**REQUIREMENTS:** Pull out every line of the records that contains the word "demolition", matching case exactly, and list those lines.

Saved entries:
■ ■ ■ ■ ■

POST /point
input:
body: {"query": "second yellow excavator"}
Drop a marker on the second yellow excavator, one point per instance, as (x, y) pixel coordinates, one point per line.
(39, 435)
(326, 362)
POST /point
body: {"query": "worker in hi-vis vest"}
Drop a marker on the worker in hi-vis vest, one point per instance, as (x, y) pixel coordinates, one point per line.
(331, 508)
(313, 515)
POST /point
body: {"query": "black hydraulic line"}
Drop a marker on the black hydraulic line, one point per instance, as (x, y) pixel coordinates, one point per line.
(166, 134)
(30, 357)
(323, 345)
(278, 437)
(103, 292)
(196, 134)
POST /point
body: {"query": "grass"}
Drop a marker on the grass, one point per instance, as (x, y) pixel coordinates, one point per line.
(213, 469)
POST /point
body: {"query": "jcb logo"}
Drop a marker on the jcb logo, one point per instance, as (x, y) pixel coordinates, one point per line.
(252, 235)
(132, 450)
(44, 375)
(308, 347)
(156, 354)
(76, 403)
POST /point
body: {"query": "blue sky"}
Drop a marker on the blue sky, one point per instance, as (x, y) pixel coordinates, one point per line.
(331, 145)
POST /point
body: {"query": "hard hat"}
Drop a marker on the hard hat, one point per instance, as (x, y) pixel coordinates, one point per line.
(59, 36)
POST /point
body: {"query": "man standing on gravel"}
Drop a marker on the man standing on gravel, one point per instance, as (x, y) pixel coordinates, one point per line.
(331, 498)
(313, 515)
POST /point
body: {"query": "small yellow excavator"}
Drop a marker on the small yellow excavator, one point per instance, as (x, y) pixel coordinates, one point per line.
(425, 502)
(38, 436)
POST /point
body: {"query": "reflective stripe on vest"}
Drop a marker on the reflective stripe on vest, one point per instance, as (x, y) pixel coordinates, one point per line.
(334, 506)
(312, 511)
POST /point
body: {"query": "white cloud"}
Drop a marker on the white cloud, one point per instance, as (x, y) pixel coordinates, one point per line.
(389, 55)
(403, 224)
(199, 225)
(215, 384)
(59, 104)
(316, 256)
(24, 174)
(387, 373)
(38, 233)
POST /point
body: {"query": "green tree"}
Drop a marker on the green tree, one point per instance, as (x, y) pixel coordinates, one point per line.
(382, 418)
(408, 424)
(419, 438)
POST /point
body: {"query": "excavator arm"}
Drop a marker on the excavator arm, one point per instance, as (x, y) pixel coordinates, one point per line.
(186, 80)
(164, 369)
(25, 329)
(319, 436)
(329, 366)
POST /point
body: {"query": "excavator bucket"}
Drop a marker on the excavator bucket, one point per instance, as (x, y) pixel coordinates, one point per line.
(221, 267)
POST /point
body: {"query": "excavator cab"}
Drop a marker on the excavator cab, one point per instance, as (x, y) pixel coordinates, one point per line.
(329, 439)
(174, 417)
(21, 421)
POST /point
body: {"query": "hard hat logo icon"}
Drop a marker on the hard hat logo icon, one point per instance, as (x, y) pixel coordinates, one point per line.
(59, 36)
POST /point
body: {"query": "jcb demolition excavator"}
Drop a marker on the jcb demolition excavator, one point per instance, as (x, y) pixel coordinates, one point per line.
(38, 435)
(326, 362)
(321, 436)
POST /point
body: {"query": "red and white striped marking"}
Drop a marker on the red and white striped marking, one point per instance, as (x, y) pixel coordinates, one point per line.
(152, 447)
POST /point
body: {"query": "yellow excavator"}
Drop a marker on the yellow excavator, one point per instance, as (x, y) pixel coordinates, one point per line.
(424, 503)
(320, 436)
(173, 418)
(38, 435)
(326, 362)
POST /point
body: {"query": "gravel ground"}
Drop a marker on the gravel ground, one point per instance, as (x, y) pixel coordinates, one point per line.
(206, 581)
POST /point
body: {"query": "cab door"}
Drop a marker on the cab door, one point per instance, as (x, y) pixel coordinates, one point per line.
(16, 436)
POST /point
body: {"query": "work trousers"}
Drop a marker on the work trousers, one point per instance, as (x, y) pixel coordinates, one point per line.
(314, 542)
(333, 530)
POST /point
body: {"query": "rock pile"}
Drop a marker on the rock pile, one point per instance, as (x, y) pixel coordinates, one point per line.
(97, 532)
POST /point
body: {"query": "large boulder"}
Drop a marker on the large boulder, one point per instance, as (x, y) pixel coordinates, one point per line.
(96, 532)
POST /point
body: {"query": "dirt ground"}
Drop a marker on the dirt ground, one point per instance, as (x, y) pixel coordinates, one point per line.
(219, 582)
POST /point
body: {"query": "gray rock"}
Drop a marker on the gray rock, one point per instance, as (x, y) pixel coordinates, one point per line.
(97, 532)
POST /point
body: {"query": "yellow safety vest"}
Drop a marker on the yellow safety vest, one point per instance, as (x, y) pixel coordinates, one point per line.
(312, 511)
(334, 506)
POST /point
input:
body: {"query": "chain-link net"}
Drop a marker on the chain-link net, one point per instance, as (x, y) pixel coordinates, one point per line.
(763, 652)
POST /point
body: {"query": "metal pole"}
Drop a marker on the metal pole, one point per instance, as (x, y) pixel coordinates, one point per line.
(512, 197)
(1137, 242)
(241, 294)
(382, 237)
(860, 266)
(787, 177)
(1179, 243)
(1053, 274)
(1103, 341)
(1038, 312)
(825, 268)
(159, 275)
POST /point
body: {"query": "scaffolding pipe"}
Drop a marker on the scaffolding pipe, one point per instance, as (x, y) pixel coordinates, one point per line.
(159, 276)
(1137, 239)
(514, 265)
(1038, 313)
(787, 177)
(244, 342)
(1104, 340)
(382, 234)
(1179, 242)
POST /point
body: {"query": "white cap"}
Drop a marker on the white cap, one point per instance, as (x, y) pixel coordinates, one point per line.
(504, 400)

■ ■ ■ ■ ■

**EXPECTED ANSWER:**
body: {"query": "jcb demolition excavator"}
Drop a marker on the jcb demolition excavator, one point per instance, as (x, y) pixel coordinates, one point per line.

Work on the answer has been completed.